What the exercise asks: Reproduce everything from the start of the rows down to the line containing "positive clicks: (995, 251) (989, 275)", swapping each "clicks" for "points" and leaving all else unchanged.

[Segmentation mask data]

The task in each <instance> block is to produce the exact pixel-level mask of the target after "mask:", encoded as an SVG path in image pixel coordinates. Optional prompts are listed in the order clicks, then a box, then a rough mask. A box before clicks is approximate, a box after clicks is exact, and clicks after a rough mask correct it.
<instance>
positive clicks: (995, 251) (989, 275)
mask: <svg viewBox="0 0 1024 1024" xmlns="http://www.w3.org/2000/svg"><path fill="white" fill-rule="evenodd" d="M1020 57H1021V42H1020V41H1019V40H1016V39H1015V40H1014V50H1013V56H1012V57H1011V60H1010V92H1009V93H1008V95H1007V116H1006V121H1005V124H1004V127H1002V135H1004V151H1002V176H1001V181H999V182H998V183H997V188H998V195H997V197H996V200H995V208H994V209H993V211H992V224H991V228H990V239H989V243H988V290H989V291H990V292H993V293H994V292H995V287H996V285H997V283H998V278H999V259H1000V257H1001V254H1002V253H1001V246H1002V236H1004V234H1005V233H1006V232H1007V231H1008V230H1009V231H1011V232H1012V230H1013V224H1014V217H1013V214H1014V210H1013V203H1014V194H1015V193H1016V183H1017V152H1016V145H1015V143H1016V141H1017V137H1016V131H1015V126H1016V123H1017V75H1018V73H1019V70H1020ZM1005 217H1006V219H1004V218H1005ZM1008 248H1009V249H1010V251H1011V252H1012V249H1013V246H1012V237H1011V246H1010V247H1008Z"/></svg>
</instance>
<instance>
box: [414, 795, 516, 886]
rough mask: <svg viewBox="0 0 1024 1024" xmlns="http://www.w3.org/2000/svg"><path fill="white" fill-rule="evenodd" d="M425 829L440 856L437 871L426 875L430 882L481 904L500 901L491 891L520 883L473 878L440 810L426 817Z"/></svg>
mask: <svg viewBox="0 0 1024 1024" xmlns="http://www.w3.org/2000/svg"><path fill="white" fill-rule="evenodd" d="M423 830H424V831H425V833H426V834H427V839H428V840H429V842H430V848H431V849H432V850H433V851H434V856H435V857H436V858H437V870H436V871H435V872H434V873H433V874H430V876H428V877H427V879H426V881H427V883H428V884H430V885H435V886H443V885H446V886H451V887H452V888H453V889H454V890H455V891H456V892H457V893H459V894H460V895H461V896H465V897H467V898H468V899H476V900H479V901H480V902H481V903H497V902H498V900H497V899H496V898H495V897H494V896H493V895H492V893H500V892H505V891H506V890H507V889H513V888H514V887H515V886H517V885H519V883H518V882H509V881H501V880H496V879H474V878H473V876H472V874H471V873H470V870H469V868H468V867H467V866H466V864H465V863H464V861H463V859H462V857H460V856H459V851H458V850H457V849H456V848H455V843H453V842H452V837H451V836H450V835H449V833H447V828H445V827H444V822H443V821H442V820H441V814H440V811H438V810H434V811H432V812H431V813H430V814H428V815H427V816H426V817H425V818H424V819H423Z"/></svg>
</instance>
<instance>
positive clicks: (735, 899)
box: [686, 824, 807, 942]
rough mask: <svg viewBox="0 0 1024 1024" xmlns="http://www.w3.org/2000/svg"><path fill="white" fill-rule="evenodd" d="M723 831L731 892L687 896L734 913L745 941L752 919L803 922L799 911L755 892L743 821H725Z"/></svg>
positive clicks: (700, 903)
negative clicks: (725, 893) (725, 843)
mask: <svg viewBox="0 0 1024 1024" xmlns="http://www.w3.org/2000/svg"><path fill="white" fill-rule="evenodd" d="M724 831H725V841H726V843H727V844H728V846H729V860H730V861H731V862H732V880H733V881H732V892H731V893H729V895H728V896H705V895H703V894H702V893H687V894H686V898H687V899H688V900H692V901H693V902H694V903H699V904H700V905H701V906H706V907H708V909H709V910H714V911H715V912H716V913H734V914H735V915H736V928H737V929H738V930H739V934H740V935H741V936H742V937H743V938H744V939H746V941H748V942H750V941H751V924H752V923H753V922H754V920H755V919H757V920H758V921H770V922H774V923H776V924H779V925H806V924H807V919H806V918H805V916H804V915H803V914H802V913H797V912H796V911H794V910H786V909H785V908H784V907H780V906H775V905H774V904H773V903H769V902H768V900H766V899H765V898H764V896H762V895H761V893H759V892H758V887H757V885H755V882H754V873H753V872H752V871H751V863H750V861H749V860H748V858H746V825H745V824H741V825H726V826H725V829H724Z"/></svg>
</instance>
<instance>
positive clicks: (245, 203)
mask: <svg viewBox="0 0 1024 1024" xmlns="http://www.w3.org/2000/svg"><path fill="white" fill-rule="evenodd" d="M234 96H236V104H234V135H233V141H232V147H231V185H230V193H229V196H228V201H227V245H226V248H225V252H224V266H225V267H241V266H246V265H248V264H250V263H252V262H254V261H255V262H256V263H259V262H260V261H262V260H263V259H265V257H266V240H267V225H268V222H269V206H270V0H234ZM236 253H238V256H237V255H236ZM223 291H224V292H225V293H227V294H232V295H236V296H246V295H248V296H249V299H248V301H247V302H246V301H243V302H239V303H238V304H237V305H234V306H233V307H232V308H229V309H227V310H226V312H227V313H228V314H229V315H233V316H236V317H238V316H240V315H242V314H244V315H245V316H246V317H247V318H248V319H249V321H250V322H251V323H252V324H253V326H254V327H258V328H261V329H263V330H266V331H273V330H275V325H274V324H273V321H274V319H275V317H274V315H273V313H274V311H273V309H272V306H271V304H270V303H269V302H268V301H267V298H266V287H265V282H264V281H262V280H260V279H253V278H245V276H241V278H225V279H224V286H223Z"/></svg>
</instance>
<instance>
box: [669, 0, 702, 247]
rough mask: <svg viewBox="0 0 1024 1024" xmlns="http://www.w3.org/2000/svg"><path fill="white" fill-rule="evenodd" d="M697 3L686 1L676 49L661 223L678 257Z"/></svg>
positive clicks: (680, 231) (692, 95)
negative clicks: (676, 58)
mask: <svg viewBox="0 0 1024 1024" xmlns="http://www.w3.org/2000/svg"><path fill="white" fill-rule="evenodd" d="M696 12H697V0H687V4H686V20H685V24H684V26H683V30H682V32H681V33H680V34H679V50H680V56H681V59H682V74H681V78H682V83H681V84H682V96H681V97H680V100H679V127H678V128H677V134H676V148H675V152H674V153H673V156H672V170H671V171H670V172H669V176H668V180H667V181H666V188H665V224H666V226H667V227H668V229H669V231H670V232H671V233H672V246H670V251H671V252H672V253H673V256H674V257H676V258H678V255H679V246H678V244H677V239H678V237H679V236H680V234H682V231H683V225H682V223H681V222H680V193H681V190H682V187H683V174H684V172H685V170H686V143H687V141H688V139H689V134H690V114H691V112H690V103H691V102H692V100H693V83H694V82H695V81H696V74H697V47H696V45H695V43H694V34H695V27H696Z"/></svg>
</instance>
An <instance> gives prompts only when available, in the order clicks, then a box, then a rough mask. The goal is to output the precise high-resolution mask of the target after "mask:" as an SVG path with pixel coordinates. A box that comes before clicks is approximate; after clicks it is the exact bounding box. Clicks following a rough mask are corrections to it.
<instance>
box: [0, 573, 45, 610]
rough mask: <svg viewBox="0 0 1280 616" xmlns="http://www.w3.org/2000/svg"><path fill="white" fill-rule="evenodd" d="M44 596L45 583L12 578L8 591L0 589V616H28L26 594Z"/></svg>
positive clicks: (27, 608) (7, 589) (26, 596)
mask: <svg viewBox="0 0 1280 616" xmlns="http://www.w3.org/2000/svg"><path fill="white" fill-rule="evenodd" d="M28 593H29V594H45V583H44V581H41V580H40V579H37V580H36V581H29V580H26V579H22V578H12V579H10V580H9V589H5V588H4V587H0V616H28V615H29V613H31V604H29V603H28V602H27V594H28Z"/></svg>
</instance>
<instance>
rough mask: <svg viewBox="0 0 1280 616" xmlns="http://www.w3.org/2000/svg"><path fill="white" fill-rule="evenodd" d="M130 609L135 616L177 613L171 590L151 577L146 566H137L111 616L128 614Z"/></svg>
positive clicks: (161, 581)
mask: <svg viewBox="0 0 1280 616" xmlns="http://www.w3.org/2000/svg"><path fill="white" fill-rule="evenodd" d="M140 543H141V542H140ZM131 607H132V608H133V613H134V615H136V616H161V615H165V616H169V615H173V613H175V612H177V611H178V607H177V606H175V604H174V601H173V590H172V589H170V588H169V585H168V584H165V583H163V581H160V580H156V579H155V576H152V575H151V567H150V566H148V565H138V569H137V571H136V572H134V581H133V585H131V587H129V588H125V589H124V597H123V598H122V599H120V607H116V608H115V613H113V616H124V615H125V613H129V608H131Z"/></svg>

Written reply:
The task in each <instance> block is to produce the exact pixel-level mask of the target after "mask:", encoded as an SVG path in image pixel coordinates. Optional prompts are listed in the order points, then a box, then a rough mask. A box before points is approximate, a box after points is exact, and points after a rough mask correct it.
<instance>
positive points: (995, 251) (989, 275)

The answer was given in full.